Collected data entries
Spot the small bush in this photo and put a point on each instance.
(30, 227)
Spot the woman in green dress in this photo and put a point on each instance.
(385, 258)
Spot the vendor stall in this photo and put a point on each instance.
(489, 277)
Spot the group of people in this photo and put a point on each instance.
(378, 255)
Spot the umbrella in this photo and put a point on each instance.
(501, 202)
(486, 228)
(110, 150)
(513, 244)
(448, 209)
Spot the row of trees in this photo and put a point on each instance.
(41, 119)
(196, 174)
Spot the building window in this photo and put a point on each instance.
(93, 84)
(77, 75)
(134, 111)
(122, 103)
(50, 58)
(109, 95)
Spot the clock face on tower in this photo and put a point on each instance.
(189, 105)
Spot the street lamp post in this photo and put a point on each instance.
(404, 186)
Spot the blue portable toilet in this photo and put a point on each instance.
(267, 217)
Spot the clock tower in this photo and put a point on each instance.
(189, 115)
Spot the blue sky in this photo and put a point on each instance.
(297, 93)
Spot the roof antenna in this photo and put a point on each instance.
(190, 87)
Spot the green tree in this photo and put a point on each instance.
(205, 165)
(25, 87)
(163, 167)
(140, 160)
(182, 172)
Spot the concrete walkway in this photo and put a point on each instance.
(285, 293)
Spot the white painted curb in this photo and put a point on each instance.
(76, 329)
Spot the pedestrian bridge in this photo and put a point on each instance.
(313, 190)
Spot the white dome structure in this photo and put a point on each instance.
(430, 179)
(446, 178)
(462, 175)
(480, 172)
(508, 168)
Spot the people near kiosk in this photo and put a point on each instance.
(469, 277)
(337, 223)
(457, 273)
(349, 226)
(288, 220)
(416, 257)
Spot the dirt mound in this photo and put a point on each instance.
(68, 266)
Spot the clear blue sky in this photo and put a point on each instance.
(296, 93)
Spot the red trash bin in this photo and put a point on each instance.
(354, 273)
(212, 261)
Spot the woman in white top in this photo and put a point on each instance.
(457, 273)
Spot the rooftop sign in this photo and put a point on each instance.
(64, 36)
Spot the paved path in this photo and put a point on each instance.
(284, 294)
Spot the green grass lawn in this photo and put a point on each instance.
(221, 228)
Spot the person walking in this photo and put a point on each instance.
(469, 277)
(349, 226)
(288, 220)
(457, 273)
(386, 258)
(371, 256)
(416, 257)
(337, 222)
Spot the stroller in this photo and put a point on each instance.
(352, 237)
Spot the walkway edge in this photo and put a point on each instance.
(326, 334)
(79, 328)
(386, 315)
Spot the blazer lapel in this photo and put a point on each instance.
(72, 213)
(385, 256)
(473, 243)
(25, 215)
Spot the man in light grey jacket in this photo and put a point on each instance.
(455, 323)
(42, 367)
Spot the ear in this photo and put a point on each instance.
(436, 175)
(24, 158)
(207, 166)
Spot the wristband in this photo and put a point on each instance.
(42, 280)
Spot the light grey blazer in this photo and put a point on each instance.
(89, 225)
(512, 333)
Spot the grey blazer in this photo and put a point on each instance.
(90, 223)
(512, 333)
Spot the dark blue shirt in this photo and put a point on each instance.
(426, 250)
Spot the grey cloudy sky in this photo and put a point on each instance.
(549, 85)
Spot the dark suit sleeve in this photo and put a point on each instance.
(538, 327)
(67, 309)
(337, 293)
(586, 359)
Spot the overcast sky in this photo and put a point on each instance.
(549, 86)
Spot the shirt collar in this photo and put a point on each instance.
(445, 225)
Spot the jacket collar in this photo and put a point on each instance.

• TASK GOAL
Copy out word for word the lines of the data starting with the line that contains "Spot the overcast" and going on through the last line of the data.

• RESPONSE TO THE EXERCISE
Spot the overcast sky in this photo and put a point on each instance.
(549, 86)
Spot the shirt collar in this photo and put a point on each instance.
(445, 225)
Spot the jacket collar in this photo and put a point on each instance.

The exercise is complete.